** begin Excerpted text **

Under this scenario, process units that can improve the quality of crude oil residue streams (vacuum residue, gasoils, etc.) or convert them to higher added-value products gain strategic importance, mainly in countries with large heavy crude oil reserves. These process units are fundamental for compliance with environmental and quality regulations and ensure the profitability and competitiveness of refiners by increasing refining margins. Recently, the reduction in transportation fuels demand is impelling refiners to seek closer integration with petrochemical assets and maximize the yield of petrochemicals in the refinery. The use of residue upgrading technologies to produce petrochemicals against transportation fuels can be an attractive route in some markets. 

Part 1 of this article appeared in the February issue. Part 2 here will explore the role of FCC and hydrocracking in crude-to-chemicals and the challenge of cracked feeds, among other topics. 

Crude oil-to-chemicals: What is the role of FCC and hydrocracking? Due to the increasing market, higher added-value and the trending reduction in transportation fuels demand, some refiners and technology developers have dedicated their efforts to develop crude-to-chemicals refining assets.⁴ One of the big players invested in this alternative is Saudi Aramco: the company’s concept is based on the direct conversion of crude oil to petrochemical intermediates (FIG. 9). 

FIG. 9. A basic schematic of the Saudi Aramco crude oil-to-chemicals concept. Source: IHS Markit. 

The process presented in FIG. 9 is based on the quality of the crude oil and deep conversion technologies like high-severity or petrochemical FCCUs and deep hydrocracking technologies. The processed crude oil is light with low residual carbon, which is a common characteristic in Middle Eastern crude oils, and the processing scheme involves a deep catalytic conversion process to reach maximum conversion to light olefins. In this refining configuration, the combination of hydrocracking and petrochemical FCC is applied to ensure maximum added-value to the processed crude oil through near-zero production of transportation fuels. FIG. 10 shows a comparison of the petrochemicals yields of traditional refineries, a benchmark integrated refinery and crude-to-chemicals complexes. The dark green represents the chemicals yield variation. 

FIG. 10. Petrochemicals yield comparison. Source: Wood Company. 

Analyzing FIG. 10, it is possible to note the higher added-value reached in crude-to-chemicals refineries when compared even with highly integrated refineries.⁵ 

Synergies between hydrocracking and FCCUs: A high bottom-barrel conversion refining equipment. As mentioned, hydrocracking and FCC technologies face competition due to the similarities of the feed streams processed in these units. In some refining schemes, mild hydrocracking units can be applied as a pretreatment step to FCCUs, especially to bottom-barrel streams with high metals content that can poison FCC catalysts. Furthermore, the mild hydrocracking process can reduce the residual carbon to the FCC feed, improving the performance of the FCCU and the yield of light products like naphtha, liquefied petroleum gas (LPG) and olefins.⁶ 

The integrated refining scheme that relies on deep residue upgrading technologies like hydrocracking and FCC can achieve the production of high-quality petrochemicals, according to market trends. In some refining configurations, mild hydrocracking technologies are applied upstream of FCCUs to improve the quality of FCC products, mainly by reducing the sulfur content.

** end Excerpted text **
** begin Dataset extract **

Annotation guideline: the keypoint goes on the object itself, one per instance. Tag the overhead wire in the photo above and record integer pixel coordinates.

** end Dataset extract **

What the task asks: Continue the refining article on FCC and hydrocracking from the end of its final paragraph.

Response to this task:
Considering the flexibility of deep hydrocracking technologies that can convert feed streams that vary from gasoil to residue, an attractive alternative to improve the bottom barrel conversion capacity is to process the uncracked residue in an FCCU in hydrocracking units—this will improve the yield of high added-value derivatives in the refining equipment, mainly middle distillates like diesel and kerosene. This configuration can be especially attractive for gasoline Tier 3 production (with a maximum 10-ppm sulfur) for refiners processing high-sulfur crudes.⁷ 

The combination of FCC and hydrocracking processing units can help refiners maximize the added value of processed crude through the production of high added-value molecules (e.g., petrochemicals). The growing demand for petrochemical intermediates like ethylene and propylene should be considered compared to the forecasted long-term decline in gasoline demand. FIG. 11 shows another refining configuration based on the crude-to-chemicals concept; again, the refining scheme relies on FCC and hydrocracking synergies.⁵ 

FIG. 11. A typical crude-to-chemicals refinery configuration. Source: Wood Company.  

The side effect of cracked feeds: A special challenge to hydrocracking units. The most common cracked feeds directed to hydrocracking units are residual streams like light cycle oil (LCO) and decanted oil (DO) from FCC, and heavy coker gasoil (HCGO) from delayed coking units. Another less common feed is residue from visbreaking units.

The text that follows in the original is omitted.